• **To be done**:
• 1. In the post about op explosion in Linalg, about how many convolution ops are there currently?
• 2. Translate this sentence from the post about op explosion in Linalg into Spanish: "Can we have a discussion on how to stop the op explosion and focus on a few operations that we agree is reasonable for such a core dialect?"
• 3. Pick up the post about op explosion in Linalg after its last sentence and keep writing it.

• **Reading text**:
[RFC] Op explosion in Linalg

We have too many similar operations in Linalg (*_conv_*, *_matmul_*) that cannot be decomposed because they were defined in OpDSL.

We discussed about this in the past and the end result is to move it out of OpDSL (Python, YAML), into ODS (table-gen, C++) so that we can common up implementation details (such as broadcast, transpose, quantize, loop order).

There is ongoing work to move all matmul operations to a common format, with the first patch ([mlir][linalg] Introduce transpose semantic to 'linalg.matmul' ops. by shahidact · Pull Request #104783 · llvm/llvm-project · GitHub) landed and follow ups in development.

Convolutions are currently at about 30 ops and counting, with recent PRs adding more and more ([linalg] Add quantized version of `conv_3d_ncdhw_fcdhw` by ubfx · Pull Request #113953 · llvm/llvm-project · GitHub, [mlir][linalg] Add Grouped Convolution Ops: conv_2d_nhwgc_gfhwc and conv_2d_nhwgc_gfhwc_q by stefankoncarevic · Pull Request #108192 · llvm/llvm-project · GitHub).

Can we have a discussion on how to stop the op explosion and focus on a few operations that we agree is reasonable for such a core dialect?

Here are the discussions I had personally with different people and where my plan stands for the near future:

• No implicit cast, broadcast, transpose, reduction. These can all be represented by affine maps (or attributes), including compute type and quantization.
• There should be only one matmul op, one batch_matmul and one batch_reduce_matmul. No *_matmul_transpose_* operations should be necessary. We’re not going to delete any op now, but they should be left over in OpDSL and be removed with it. @mshahid is working on this.
• matmul has only 2D operands, batch_matmul has 3D operands with the outer-most batch, batch_reduce_matmul has 3D inputs, 2D accumulator, with the outer batch. We could reuse matmul for the latter two above if we can easily validate shapes and affine maps, but that’s not our current goal. Anything else should be implemented as a linalg.generic or the upcoming linalg.contract.
• Element wise ops with operation attribute. We already had this, but with implicit casts. I added a lot of named ops, which was the wrong thing to do but necessary due to OpDSL. Now @javedabsar will add those to ODS with the right semantics.
• Convolutions have the same issues, but with the addition of loop order (NCWH variations), which can be attributes and C++ implementation detail in ODS. We can use dimensionality to lower ND correctly in C++, which was impossible in OpDSL. Depthwise can also be an attribute.

• **Coordinate annotation records**:
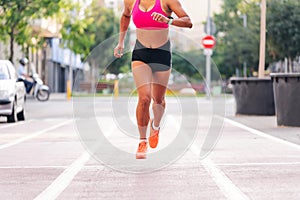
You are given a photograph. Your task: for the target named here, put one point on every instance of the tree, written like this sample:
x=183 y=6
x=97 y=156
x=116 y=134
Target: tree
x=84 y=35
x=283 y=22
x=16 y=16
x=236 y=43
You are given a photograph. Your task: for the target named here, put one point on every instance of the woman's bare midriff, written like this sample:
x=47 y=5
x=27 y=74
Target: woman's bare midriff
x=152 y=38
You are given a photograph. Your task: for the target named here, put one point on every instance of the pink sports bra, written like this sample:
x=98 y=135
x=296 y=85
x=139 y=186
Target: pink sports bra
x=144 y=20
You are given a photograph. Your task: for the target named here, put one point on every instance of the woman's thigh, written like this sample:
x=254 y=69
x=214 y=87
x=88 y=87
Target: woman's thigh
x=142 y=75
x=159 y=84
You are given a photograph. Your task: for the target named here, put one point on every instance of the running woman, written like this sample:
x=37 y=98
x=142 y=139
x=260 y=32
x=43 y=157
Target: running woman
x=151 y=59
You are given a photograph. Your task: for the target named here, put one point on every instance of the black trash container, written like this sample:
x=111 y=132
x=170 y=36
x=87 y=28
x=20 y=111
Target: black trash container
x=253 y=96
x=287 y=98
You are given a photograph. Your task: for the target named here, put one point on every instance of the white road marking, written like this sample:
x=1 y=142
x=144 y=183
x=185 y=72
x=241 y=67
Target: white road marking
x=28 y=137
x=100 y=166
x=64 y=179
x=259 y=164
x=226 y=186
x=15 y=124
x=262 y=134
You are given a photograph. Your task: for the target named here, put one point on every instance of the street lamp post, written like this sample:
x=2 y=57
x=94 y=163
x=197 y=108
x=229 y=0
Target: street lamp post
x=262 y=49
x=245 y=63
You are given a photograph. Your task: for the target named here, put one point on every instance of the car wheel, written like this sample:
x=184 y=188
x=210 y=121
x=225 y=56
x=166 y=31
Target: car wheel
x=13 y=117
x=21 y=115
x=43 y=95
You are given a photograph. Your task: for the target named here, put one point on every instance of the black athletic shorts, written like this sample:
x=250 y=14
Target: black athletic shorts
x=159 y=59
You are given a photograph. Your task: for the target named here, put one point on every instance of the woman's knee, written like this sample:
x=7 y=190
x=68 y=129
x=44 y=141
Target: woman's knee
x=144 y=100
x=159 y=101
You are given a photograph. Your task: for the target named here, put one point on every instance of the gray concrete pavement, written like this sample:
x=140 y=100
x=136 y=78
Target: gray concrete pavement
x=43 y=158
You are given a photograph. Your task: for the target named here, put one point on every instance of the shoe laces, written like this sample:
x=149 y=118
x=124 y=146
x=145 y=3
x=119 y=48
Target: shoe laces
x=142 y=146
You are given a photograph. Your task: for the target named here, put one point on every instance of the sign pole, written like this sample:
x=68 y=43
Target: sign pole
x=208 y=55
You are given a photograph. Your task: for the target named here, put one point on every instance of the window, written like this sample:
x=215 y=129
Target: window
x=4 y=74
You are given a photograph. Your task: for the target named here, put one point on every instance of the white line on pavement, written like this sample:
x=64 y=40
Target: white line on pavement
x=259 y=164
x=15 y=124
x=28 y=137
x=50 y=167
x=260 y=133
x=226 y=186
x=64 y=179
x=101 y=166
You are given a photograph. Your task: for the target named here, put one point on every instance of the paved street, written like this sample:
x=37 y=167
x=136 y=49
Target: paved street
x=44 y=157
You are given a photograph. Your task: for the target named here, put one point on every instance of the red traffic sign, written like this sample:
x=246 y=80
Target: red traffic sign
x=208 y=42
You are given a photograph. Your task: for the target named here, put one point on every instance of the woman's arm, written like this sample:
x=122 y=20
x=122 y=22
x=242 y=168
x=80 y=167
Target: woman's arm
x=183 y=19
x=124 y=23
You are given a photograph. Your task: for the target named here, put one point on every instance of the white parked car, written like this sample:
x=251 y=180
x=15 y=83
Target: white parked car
...
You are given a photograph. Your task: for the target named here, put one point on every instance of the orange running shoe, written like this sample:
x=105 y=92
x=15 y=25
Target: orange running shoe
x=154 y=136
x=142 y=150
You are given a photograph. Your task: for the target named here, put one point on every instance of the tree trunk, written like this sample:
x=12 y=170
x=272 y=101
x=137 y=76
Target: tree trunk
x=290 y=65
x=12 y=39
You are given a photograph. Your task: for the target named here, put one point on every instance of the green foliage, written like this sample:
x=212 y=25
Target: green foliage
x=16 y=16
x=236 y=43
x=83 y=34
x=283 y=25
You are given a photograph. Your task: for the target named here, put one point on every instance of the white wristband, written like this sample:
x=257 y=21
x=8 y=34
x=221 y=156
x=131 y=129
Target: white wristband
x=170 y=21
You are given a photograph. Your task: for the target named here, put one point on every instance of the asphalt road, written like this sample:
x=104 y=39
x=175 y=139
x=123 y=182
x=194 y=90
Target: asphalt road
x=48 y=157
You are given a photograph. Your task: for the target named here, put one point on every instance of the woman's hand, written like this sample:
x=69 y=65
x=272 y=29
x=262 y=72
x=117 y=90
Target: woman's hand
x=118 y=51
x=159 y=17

• **Outputs in order**:
• 1. About 30, and counting.

• 2. ¿Podemos tener una discusión sobre cómo detener la explosión de operaciones y centrarnos en unas pocas operaciones que acordemos que son razonables para un dialecto tan central?

• 3.
I want to repeat @stellaraccident words in the latest PR:
“I am sympathetic to the need to have a practical solution for them in short order. I’m also cringing at the addition of technical debt this adds because the project overall doesn’t have a plan for how to manage the expansion.”

Been there, done that and now I’m trying to undo my mistakes from last year. I want to avoid other people making the same mistakes. This is why we started with matmul, but we can’t work efficiently while the pile is still growing and people are working against these goals.

So, let’s just agree on a goal and everyone follow that goal.

I’d love to hear from the authors of those PRs what motivated them and what is depending on getting them in now. One of them looks like part of a tosa implementation plan but I can’t tell whether these are one offs or part of a stream of things we should expect. Usually the tosa side has a pretty good handle on a scope for things like this, and if they have a full need expressed somewhere, that is probably a good place to start to make sure that the linalg conv op(s) are comprehensive.

Thanks @rengolin for writing this up. I think simplifying and making orthogonal (as you also mention too many similar operations) the named ops and their implementation is a good idea and I am happy to help in this.

Can we have a discussion on how to stop the op explosion - not sure if I understand whether you mean new ops in flight or ones recently added (e.g. softmax was most recent?). On that point, I am thinking that whether having level ops in linalg e.g. linalg.attention/softmax/… (if frameworks can lower to them) is good or bad ? Keen to know opinions. Personally I think it increases scope for kernel replacement and avoids pain of re-discovery.

the upcoming linalg.contract. - please could you share more info on that. I think its a good generic one (not meaning … linalg.generic) . Would we need matmul then?

Anyways, thanks again @rengolin and @stellaraccident for discussions on this.

So, as one of the people behind the grouped conv2d PR (I didn’t do the implementation work, which is why my name isn’t on it), we needed it in rocMLIR for CPU-side testing of grouped convolutions (which were hackily plumbed through Tosa).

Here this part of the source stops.